GOAL: Render the sentence "Carter drops both." from the basketball forum thread in Spanish.

Doesn't Vince get doubled hard everytime he touches the ball?

And Wade has this mammoth called Shaq as a teammate so Wade can't attract doubles?

IMO,that was an unfair assessment.

If guys made the open shots that came from Vince doubles,who know?...


----------



## ZÆ (Aug 1, 2005)

Vince Carter hits 2 free throws

81-103 - MIA


----------



## miki (Dec 1, 2005)

Guys dont forget we have home court adventage.Mission accomplished.Media will spit on Nets tomorrow and then we gonna crush Heat.


----------



## ZÆ (Aug 1, 2005)

Jason Williams for 2

81-105 - MIA


----------



## fruitcake (Mar 20, 2005)

bench probably will be cleared after this time out?


----------



## Petey (Aug 23, 2002)

Carter drops both.

Nets D open up... JWill straight at the rim and hits.

Nets time out.

Nets 81, Heat 105.

-Petey


----------



## netfan4life (Jun 29, 2005)

wow we really got mauled. looking forward to HC advantage though


----------



## pinoyVCfan (Apr 3, 2006)

vince's tryin to do a miracle...


----------



## squaleca (Mar 5, 2005)

INFORMATION PROVIDED:
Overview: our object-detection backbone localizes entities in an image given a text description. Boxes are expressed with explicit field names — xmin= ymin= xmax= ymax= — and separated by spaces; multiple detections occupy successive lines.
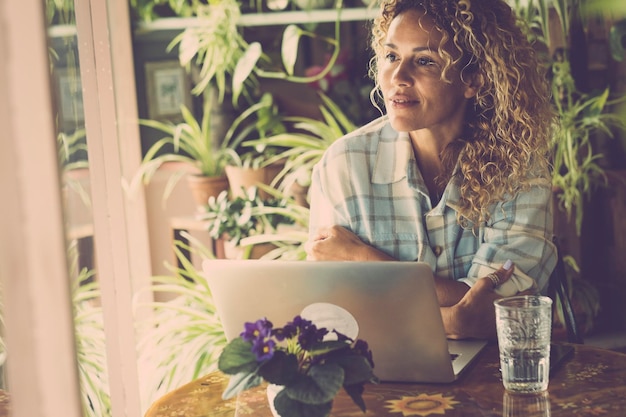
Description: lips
xmin=389 ymin=94 xmax=419 ymax=107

ANSWER FOR THE TASK: Carter encesta los dos.